▶ EXERCISE BRIEF: Collect every line from the rows below that contains the word "cloud" and copy each one out in full.

▶ RECORDS SHOWN:

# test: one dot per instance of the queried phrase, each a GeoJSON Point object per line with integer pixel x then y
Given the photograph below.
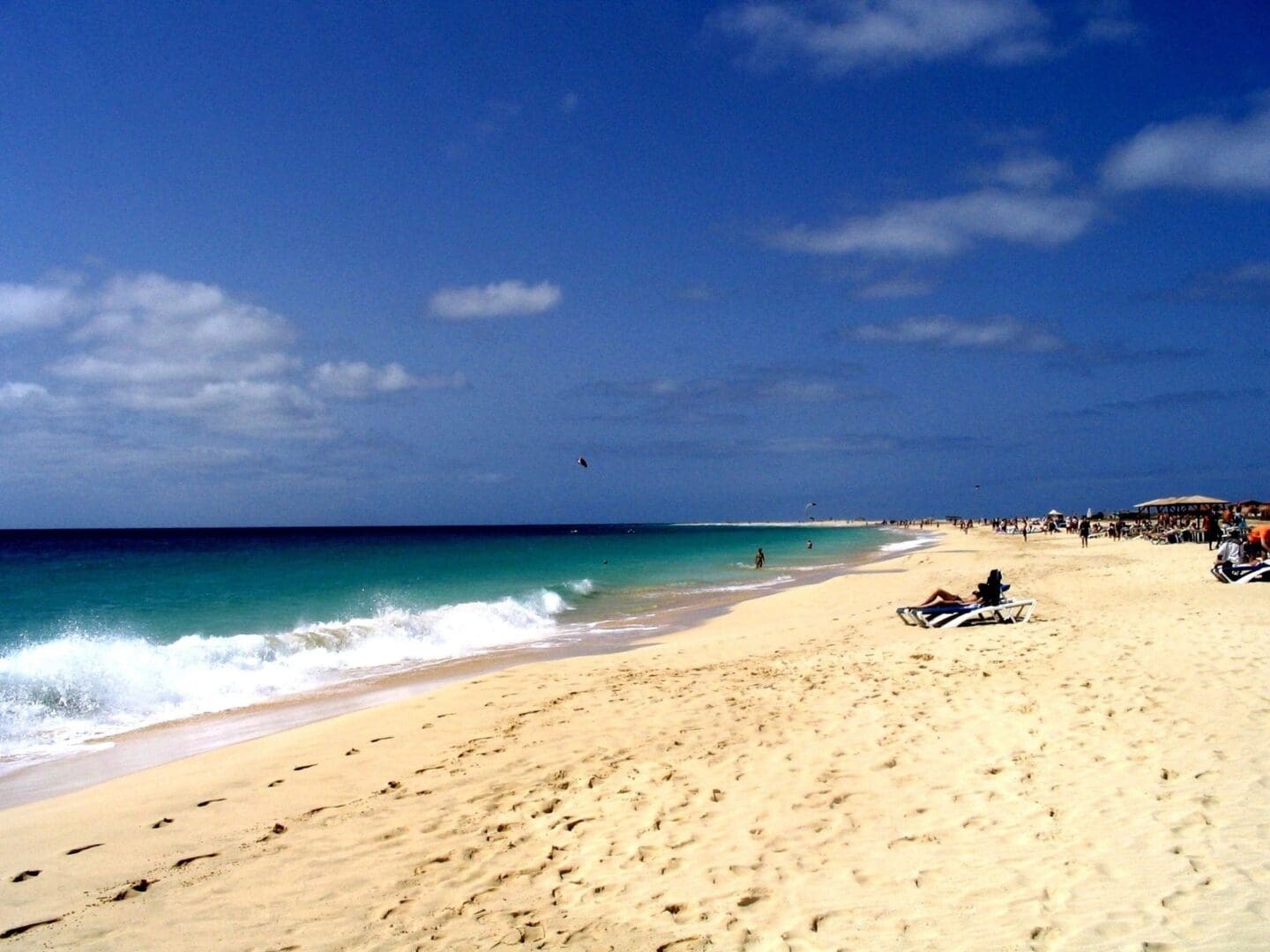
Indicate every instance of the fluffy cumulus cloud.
{"type": "Point", "coordinates": [946, 227]}
{"type": "Point", "coordinates": [25, 308]}
{"type": "Point", "coordinates": [149, 349]}
{"type": "Point", "coordinates": [834, 37]}
{"type": "Point", "coordinates": [1209, 152]}
{"type": "Point", "coordinates": [837, 37]}
{"type": "Point", "coordinates": [499, 300]}
{"type": "Point", "coordinates": [944, 331]}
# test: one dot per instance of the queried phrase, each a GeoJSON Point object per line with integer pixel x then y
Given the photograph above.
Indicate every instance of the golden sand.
{"type": "Point", "coordinates": [802, 773]}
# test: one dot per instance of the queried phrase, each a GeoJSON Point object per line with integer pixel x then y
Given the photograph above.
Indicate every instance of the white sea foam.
{"type": "Point", "coordinates": [89, 684]}
{"type": "Point", "coordinates": [911, 544]}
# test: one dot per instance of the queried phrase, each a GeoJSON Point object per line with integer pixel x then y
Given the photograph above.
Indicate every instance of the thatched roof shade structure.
{"type": "Point", "coordinates": [1181, 505]}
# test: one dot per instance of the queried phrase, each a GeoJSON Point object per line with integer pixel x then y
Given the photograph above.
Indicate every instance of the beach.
{"type": "Point", "coordinates": [800, 772]}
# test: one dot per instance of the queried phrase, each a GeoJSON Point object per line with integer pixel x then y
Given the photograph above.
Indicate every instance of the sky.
{"type": "Point", "coordinates": [288, 263]}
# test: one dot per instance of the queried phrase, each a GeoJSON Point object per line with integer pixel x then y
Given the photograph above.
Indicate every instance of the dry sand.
{"type": "Point", "coordinates": [804, 773]}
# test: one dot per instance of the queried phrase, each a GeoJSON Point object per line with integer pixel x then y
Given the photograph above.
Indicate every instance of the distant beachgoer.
{"type": "Point", "coordinates": [987, 593]}
{"type": "Point", "coordinates": [1231, 548]}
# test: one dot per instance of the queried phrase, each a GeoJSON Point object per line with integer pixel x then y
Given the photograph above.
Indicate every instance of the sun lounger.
{"type": "Point", "coordinates": [1240, 574]}
{"type": "Point", "coordinates": [955, 616]}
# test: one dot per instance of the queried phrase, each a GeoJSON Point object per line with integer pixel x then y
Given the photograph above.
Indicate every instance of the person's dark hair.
{"type": "Point", "coordinates": [990, 591]}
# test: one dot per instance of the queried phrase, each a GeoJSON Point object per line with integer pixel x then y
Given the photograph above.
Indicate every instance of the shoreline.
{"type": "Point", "coordinates": [802, 770]}
{"type": "Point", "coordinates": [113, 755]}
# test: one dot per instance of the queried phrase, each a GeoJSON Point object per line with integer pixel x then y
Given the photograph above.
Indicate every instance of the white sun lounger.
{"type": "Point", "coordinates": [1240, 574]}
{"type": "Point", "coordinates": [954, 616]}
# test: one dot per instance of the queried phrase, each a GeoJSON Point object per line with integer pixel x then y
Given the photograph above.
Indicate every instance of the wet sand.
{"type": "Point", "coordinates": [800, 772]}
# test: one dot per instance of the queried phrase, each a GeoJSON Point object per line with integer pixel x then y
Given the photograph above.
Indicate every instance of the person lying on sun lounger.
{"type": "Point", "coordinates": [986, 593]}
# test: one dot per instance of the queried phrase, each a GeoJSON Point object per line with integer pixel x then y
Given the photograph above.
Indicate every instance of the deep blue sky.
{"type": "Point", "coordinates": [267, 264]}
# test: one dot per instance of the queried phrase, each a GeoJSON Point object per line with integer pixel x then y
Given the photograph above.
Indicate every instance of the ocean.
{"type": "Point", "coordinates": [107, 631]}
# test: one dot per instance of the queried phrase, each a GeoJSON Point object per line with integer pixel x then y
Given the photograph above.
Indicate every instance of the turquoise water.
{"type": "Point", "coordinates": [107, 631]}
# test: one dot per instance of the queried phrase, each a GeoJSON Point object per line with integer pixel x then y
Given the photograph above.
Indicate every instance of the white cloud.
{"type": "Point", "coordinates": [34, 306]}
{"type": "Point", "coordinates": [943, 331]}
{"type": "Point", "coordinates": [839, 37]}
{"type": "Point", "coordinates": [150, 346]}
{"type": "Point", "coordinates": [1034, 172]}
{"type": "Point", "coordinates": [507, 297]}
{"type": "Point", "coordinates": [250, 407]}
{"type": "Point", "coordinates": [355, 380]}
{"type": "Point", "coordinates": [20, 397]}
{"type": "Point", "coordinates": [1199, 152]}
{"type": "Point", "coordinates": [946, 227]}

▶ RESPONSE TO THIS EXERCISE:
Indicate every instance of the fluffy cumulus cloud.
Indicate every instance of the white cloud.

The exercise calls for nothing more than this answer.